Ergodicity Explained: Why Time Averages Matter Most
Ergodicity separates sensible bets from catastrophic ones. The difference between ensemble averages and time averages — and why ignoring it can ruin you.
Most decisions are framed in terms of expected value: average out the possible outcomes, weighted by their probabilities, and pick the option with the highest number. It's clean. It's mathematical. And for a surprisingly large class of real-world decisions, it's catastrophically wrong.
The hidden assumption inside expected-value reasoning is ergodicity — the idea that the average outcome across many people equals the average outcome for one person across time. When that assumption holds, EV calculations work as advertised. When it doesn't — and in finance, health, careers, and most of the decisions that actually matter, it doesn't — the gap between the two can swallow you whole.
This is the concept that economists Ole Peters and Murray Gell-Mann argue has been quietly broken at the heart of modern economics for sixty years. It's also the most important idea you've probably never heard of. Once you understand it, you start to see ergodicity violations everywhere — and you make different choices.

+++

YOUR TASKS:
**a.** In the ergodicity article, which two economists are named as arguing that the concept has been quietly broken at the heart of modern economics?
**b.** Pick up the article on ergodicity after its final sentence and keep writing it.

Image point annotation entries:
+++

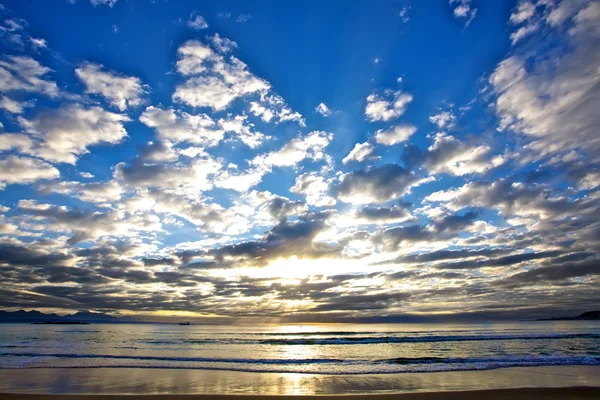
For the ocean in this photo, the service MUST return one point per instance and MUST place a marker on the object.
(337, 349)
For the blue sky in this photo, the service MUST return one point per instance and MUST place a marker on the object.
(300, 160)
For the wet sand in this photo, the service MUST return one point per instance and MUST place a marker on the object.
(568, 393)
(158, 384)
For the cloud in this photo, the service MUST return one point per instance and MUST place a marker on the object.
(443, 119)
(447, 154)
(94, 192)
(121, 91)
(64, 134)
(22, 73)
(553, 107)
(38, 43)
(223, 45)
(23, 170)
(524, 11)
(315, 188)
(375, 184)
(243, 18)
(389, 106)
(230, 81)
(360, 153)
(243, 129)
(463, 9)
(181, 127)
(87, 225)
(196, 175)
(323, 110)
(394, 135)
(13, 106)
(197, 22)
(311, 146)
(109, 3)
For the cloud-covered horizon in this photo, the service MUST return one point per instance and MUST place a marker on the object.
(203, 171)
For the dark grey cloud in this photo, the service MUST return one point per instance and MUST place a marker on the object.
(375, 184)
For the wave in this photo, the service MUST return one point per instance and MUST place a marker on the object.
(309, 366)
(355, 340)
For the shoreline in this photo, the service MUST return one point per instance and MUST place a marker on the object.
(154, 383)
(575, 392)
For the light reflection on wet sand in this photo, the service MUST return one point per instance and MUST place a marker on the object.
(161, 381)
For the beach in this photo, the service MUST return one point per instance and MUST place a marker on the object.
(161, 382)
(570, 393)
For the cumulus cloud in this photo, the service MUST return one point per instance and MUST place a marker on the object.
(394, 135)
(375, 184)
(197, 22)
(64, 134)
(22, 73)
(360, 153)
(443, 119)
(14, 106)
(23, 170)
(388, 106)
(120, 91)
(323, 110)
(315, 188)
(216, 81)
(311, 146)
(447, 154)
(463, 9)
(181, 127)
(109, 3)
(553, 108)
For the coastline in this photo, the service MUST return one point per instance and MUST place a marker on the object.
(569, 393)
(43, 383)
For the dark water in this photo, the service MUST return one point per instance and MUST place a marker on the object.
(314, 349)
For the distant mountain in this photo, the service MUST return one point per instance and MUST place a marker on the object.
(37, 316)
(586, 316)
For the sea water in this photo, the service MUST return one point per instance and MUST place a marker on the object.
(337, 349)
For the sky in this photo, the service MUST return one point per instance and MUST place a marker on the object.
(300, 161)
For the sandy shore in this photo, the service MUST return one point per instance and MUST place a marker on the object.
(513, 394)
(157, 384)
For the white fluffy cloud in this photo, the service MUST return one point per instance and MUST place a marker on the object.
(22, 170)
(22, 73)
(361, 152)
(323, 110)
(109, 3)
(227, 79)
(311, 146)
(120, 91)
(389, 106)
(554, 107)
(243, 129)
(315, 188)
(13, 106)
(447, 154)
(394, 135)
(180, 127)
(197, 22)
(463, 9)
(64, 134)
(443, 119)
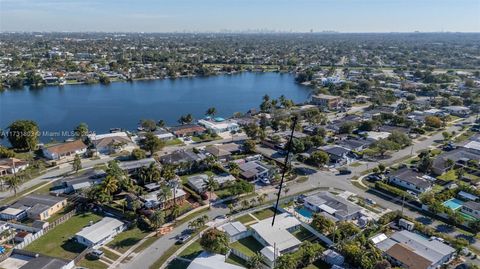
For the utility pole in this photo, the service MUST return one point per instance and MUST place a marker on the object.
(285, 166)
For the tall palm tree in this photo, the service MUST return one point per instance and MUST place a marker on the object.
(211, 185)
(110, 185)
(211, 111)
(13, 184)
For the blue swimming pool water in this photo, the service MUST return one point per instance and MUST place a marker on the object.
(453, 204)
(304, 212)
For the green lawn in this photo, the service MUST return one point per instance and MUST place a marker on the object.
(92, 264)
(192, 251)
(56, 242)
(127, 239)
(245, 219)
(234, 259)
(448, 176)
(303, 234)
(178, 264)
(264, 214)
(248, 246)
(319, 264)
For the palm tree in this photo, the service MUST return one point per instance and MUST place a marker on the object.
(110, 185)
(13, 184)
(157, 219)
(211, 111)
(211, 185)
(255, 262)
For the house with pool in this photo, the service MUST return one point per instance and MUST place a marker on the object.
(331, 206)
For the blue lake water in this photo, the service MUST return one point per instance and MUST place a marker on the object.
(123, 104)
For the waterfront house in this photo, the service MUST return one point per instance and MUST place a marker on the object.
(256, 170)
(234, 230)
(65, 150)
(471, 208)
(112, 143)
(326, 101)
(410, 180)
(34, 206)
(337, 207)
(188, 130)
(12, 166)
(218, 125)
(411, 250)
(100, 233)
(223, 152)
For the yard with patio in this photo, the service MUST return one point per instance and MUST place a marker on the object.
(57, 242)
(248, 246)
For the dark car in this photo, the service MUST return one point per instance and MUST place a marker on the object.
(344, 171)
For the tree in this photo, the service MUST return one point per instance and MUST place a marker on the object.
(157, 219)
(249, 146)
(148, 125)
(81, 131)
(215, 241)
(211, 185)
(109, 185)
(138, 154)
(319, 158)
(6, 153)
(77, 163)
(13, 184)
(23, 134)
(347, 127)
(433, 121)
(211, 111)
(255, 261)
(152, 143)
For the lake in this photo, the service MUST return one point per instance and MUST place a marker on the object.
(124, 104)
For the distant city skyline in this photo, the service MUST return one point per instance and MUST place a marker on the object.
(240, 15)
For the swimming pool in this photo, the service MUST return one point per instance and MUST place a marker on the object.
(304, 212)
(453, 204)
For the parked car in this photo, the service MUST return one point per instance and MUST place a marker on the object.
(344, 171)
(96, 253)
(183, 238)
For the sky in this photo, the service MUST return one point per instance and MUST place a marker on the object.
(240, 15)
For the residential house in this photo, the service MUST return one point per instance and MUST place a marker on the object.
(234, 230)
(100, 233)
(338, 155)
(211, 261)
(337, 207)
(410, 180)
(132, 166)
(188, 130)
(411, 250)
(186, 160)
(112, 143)
(256, 170)
(327, 101)
(12, 166)
(277, 239)
(459, 111)
(34, 206)
(471, 208)
(460, 156)
(219, 125)
(223, 152)
(65, 150)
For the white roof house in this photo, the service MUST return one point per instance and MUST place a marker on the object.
(100, 232)
(211, 261)
(280, 234)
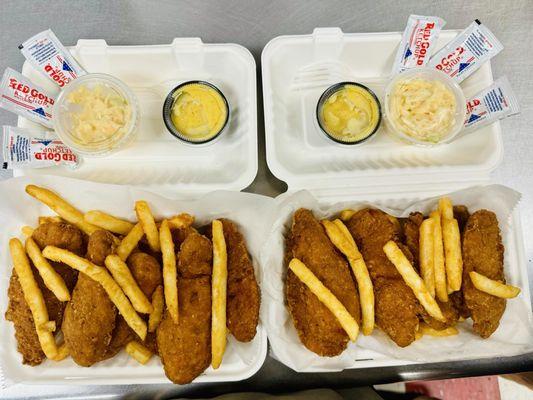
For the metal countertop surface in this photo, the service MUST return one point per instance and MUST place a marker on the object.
(252, 23)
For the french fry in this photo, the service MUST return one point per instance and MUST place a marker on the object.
(145, 216)
(100, 275)
(170, 276)
(138, 352)
(61, 207)
(158, 304)
(130, 241)
(427, 330)
(342, 239)
(53, 281)
(493, 287)
(347, 214)
(441, 289)
(62, 352)
(108, 222)
(348, 323)
(33, 297)
(27, 231)
(427, 254)
(183, 220)
(218, 294)
(412, 279)
(452, 251)
(445, 208)
(54, 218)
(122, 275)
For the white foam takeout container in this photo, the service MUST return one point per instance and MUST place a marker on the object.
(382, 172)
(156, 160)
(251, 212)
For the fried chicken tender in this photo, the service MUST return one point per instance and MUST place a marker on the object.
(185, 347)
(90, 315)
(317, 327)
(396, 306)
(483, 253)
(147, 273)
(56, 234)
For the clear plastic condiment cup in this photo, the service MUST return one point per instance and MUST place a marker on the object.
(64, 109)
(429, 74)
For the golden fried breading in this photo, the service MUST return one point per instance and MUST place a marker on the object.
(243, 292)
(396, 306)
(185, 348)
(317, 327)
(483, 253)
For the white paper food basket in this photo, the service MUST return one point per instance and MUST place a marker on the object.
(382, 173)
(252, 213)
(156, 160)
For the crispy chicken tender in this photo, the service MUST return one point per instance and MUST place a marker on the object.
(483, 253)
(90, 315)
(317, 327)
(56, 234)
(396, 306)
(185, 347)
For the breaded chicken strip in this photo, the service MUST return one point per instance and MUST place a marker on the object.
(243, 292)
(90, 315)
(396, 306)
(483, 253)
(56, 234)
(317, 327)
(147, 273)
(185, 347)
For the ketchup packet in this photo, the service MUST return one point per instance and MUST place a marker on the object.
(418, 41)
(491, 104)
(24, 148)
(46, 53)
(20, 95)
(467, 52)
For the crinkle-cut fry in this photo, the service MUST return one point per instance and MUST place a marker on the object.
(108, 222)
(493, 287)
(346, 320)
(452, 254)
(130, 241)
(170, 276)
(27, 230)
(138, 352)
(64, 209)
(182, 220)
(347, 214)
(427, 254)
(158, 304)
(145, 216)
(52, 280)
(122, 275)
(441, 287)
(33, 297)
(428, 330)
(341, 238)
(412, 279)
(101, 275)
(219, 292)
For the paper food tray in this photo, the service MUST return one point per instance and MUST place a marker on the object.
(299, 154)
(514, 336)
(157, 160)
(253, 214)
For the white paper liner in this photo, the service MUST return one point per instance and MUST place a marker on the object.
(514, 336)
(253, 214)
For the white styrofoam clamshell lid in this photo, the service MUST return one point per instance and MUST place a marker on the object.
(298, 153)
(157, 160)
(252, 213)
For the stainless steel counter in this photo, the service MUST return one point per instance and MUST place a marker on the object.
(252, 23)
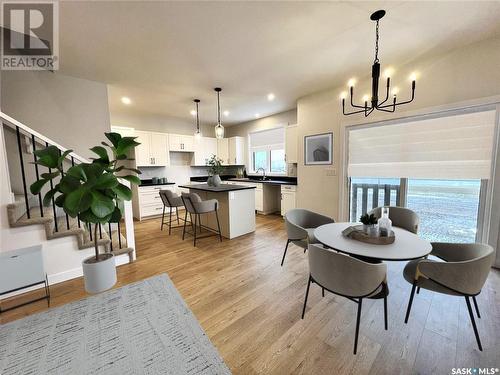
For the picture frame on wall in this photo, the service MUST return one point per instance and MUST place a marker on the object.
(318, 149)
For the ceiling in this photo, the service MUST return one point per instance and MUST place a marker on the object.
(163, 54)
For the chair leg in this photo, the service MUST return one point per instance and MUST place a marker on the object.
(471, 314)
(477, 308)
(307, 294)
(357, 325)
(184, 227)
(411, 301)
(163, 218)
(218, 225)
(284, 254)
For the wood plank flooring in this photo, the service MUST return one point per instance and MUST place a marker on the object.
(250, 308)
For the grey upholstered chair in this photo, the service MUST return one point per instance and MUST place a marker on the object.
(171, 201)
(300, 225)
(401, 217)
(462, 272)
(197, 207)
(347, 277)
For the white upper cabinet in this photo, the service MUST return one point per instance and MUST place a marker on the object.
(153, 149)
(291, 144)
(204, 148)
(236, 151)
(181, 143)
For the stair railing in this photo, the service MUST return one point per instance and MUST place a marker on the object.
(34, 137)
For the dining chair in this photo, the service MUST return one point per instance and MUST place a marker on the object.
(461, 271)
(348, 277)
(401, 217)
(171, 201)
(197, 207)
(300, 225)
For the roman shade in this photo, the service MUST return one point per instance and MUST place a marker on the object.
(451, 147)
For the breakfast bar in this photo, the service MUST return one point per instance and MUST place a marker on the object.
(236, 207)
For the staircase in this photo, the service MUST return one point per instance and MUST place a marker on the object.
(27, 209)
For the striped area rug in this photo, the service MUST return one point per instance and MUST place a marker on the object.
(141, 328)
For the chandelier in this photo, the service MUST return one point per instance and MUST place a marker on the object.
(371, 104)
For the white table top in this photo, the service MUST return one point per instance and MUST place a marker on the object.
(406, 246)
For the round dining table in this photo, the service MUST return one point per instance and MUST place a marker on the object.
(406, 246)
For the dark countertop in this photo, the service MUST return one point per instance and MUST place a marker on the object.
(217, 189)
(150, 183)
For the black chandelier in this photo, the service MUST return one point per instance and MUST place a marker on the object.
(374, 102)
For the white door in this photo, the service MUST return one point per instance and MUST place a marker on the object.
(143, 151)
(159, 149)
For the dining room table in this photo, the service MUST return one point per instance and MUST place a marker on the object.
(406, 245)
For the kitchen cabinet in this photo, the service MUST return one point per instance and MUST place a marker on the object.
(181, 143)
(153, 149)
(204, 148)
(291, 144)
(288, 198)
(236, 151)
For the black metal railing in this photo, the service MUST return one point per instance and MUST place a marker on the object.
(371, 196)
(32, 143)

+++

ANSWERS BY TASK:
**a.** Ole Peters and Murray Gell-Mann.

**b.**
What ergodicity actually means
A precise definition, then a plain-English one
A process is ergodic if the average outcome across many parallel realisations of it (the ensemble average) equals the average outcome for one realisation followed across time (the time average). Coin flips are ergodic: flip 1,000 fair coins once each, or flip one fair coin 1,000 times — both procedures converge on a 50% heads rate.
A process is non-ergodic if those two averages diverge. Most things you actually care about — your wealth over a lifetime, your health, your career, the stock market, the gambler's bankroll — are non-ergodic. The ensemble average tells you nothing useful about what happens to you.
The plain-English version: ergodicity asks whether "average across people" tells you anything about "average across time". Sometimes yes. Often no. The decisions where the answer is "no" are the decisions where most people get hurt.
The coin-flip game that breaks expected value
Ole Peters' canonical example
Here's a thought experiment from Ole Peters that demonstrates the problem cleanly. Imagine a game where you flip a fair coin repeatedly. The rules:
- If heads, your wealth increases by 50%.
- If tails, your wealth decreases by 40%.
The ensemble average is straightforward. Across many parallel players, the expected outcome of one round is 0.5 × 1.5 + 0.5 × 0.6 = 1.05. A 5% expected gain per round. Repeat this game forever and the average wealth across all players grows exponentially. By the maths of expected value, this is a brilliant game and you should bet your whole net worth every round.
Now follow one player across time. After a heads-tails sequence: 1.0 × 1.5 × 0.6 = 0.9. A 10% loss every two rounds. The time-averaged growth rate is negative. Almost every player goes broke. The handful who don't drag the ensemble average up because the few that get lucky get astronomically rich, but the typical player — and almost certainly you, if you played — loses everything.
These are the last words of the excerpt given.